Output the lines of the material as a numbered list, starting at the beginning and running through the line containing "915 403 L 911", inclusive. Skip blank lines and leave out the pictures.
-- start of Source material --
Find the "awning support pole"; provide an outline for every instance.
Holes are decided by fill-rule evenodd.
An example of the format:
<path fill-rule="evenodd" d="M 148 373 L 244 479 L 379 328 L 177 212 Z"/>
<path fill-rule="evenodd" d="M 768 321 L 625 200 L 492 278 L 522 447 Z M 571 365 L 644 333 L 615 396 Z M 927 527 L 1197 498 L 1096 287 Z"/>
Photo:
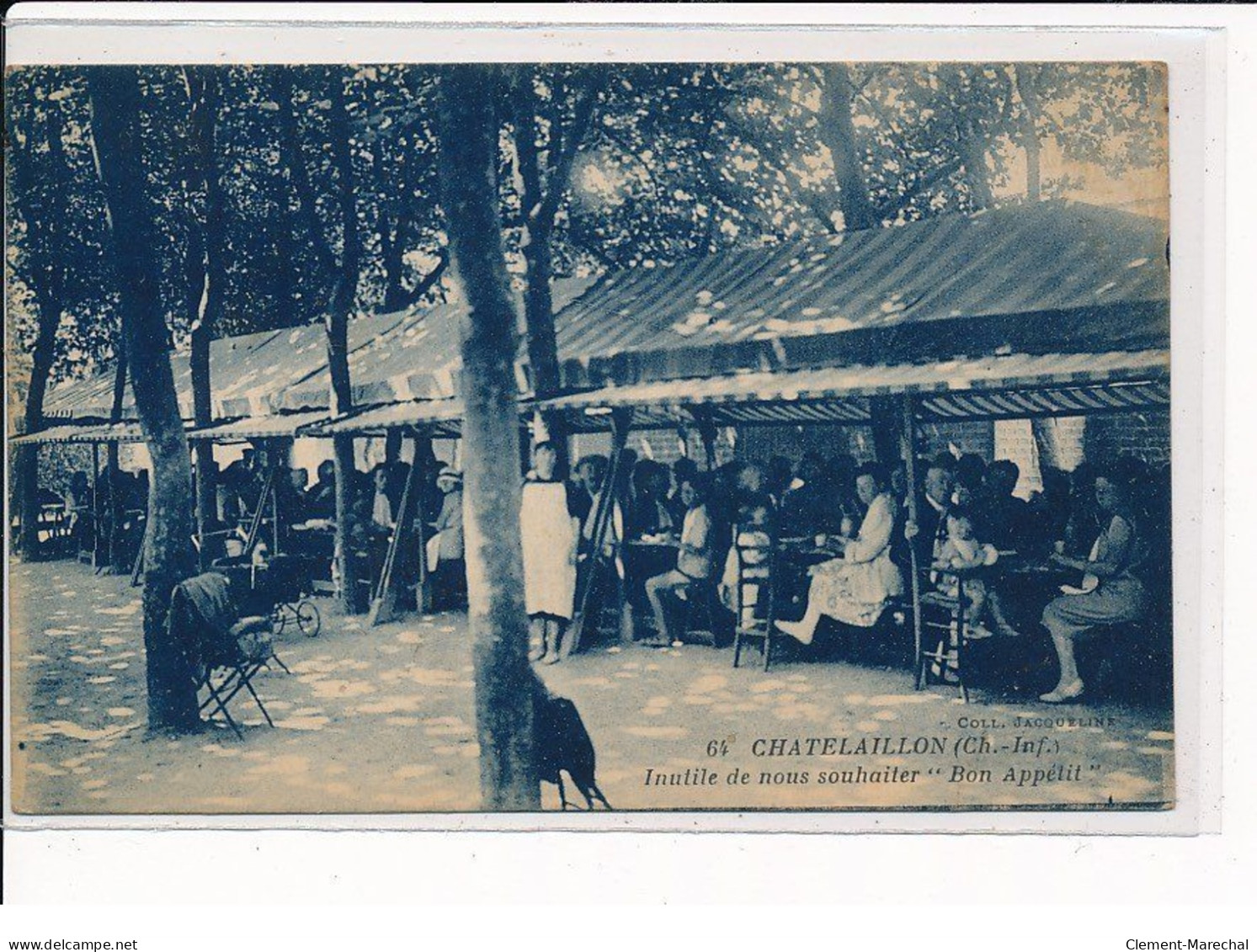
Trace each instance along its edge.
<path fill-rule="evenodd" d="M 915 403 L 911 394 L 903 396 L 900 419 L 900 452 L 904 457 L 905 473 L 908 476 L 908 519 L 916 522 L 916 416 Z M 908 545 L 909 569 L 911 571 L 913 592 L 913 668 L 916 674 L 916 690 L 923 687 L 921 682 L 921 573 L 916 564 L 916 540 L 910 540 Z"/>
<path fill-rule="evenodd" d="M 371 598 L 371 610 L 367 613 L 367 627 L 373 628 L 377 624 L 387 624 L 393 618 L 397 617 L 397 587 L 400 578 L 397 575 L 397 553 L 401 550 L 401 544 L 405 538 L 411 533 L 412 526 L 417 522 L 420 526 L 424 524 L 422 514 L 419 511 L 422 509 L 420 502 L 419 481 L 422 477 L 420 472 L 420 457 L 419 457 L 419 436 L 411 437 L 411 446 L 414 447 L 414 457 L 411 458 L 410 473 L 406 476 L 406 486 L 401 492 L 401 502 L 397 505 L 397 519 L 393 520 L 393 534 L 388 540 L 388 553 L 385 555 L 383 568 L 380 570 L 380 579 L 376 583 L 376 589 Z M 424 588 L 427 571 L 424 565 L 426 560 L 426 546 L 422 540 L 422 529 L 420 529 L 420 589 Z M 419 597 L 419 610 L 425 610 L 424 597 Z"/>
<path fill-rule="evenodd" d="M 92 570 L 101 563 L 101 445 L 92 443 Z"/>
<path fill-rule="evenodd" d="M 263 516 L 266 514 L 266 501 L 272 496 L 272 491 L 275 487 L 275 473 L 279 471 L 278 466 L 272 466 L 266 471 L 266 481 L 261 486 L 261 492 L 258 496 L 258 507 L 253 514 L 253 522 L 249 524 L 249 538 L 244 544 L 245 558 L 253 555 L 253 549 L 258 544 L 258 535 L 261 533 Z"/>
<path fill-rule="evenodd" d="M 593 585 L 598 576 L 598 564 L 602 560 L 607 529 L 615 517 L 616 486 L 620 485 L 620 467 L 623 463 L 623 451 L 628 442 L 631 422 L 631 409 L 616 409 L 611 413 L 611 465 L 607 466 L 607 475 L 602 480 L 602 491 L 598 494 L 598 507 L 593 512 L 593 533 L 590 538 L 590 551 L 586 554 L 587 568 L 576 593 L 576 615 L 572 618 L 568 637 L 564 639 L 568 642 L 568 652 L 578 651 L 581 647 L 581 636 L 585 633 L 585 622 L 590 610 Z M 615 556 L 612 556 L 613 560 Z"/>
<path fill-rule="evenodd" d="M 715 417 L 708 407 L 691 407 L 690 416 L 698 425 L 699 440 L 703 441 L 703 453 L 706 458 L 706 470 L 715 468 Z"/>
-- end of Source material --
Problem solution
1. Find the "awning support pole"; provide an outline for every instance.
2. Holes are decided by fill-rule evenodd.
3. An example of the format:
4. <path fill-rule="evenodd" d="M 148 373 L 244 479 L 379 328 L 177 212 Z"/>
5. <path fill-rule="evenodd" d="M 768 321 L 625 200 L 492 278 L 522 447 Z M 571 365 L 644 333 L 615 396 Z M 927 527 L 1197 498 L 1096 287 Z"/>
6. Photo:
7. Trace each instance along its edge.
8. <path fill-rule="evenodd" d="M 915 403 L 911 394 L 903 396 L 900 419 L 900 452 L 904 457 L 905 473 L 908 476 L 908 519 L 916 522 L 916 416 Z M 908 545 L 909 569 L 911 571 L 913 592 L 913 668 L 916 674 L 916 690 L 923 687 L 921 682 L 921 573 L 916 564 L 916 540 L 910 540 Z"/>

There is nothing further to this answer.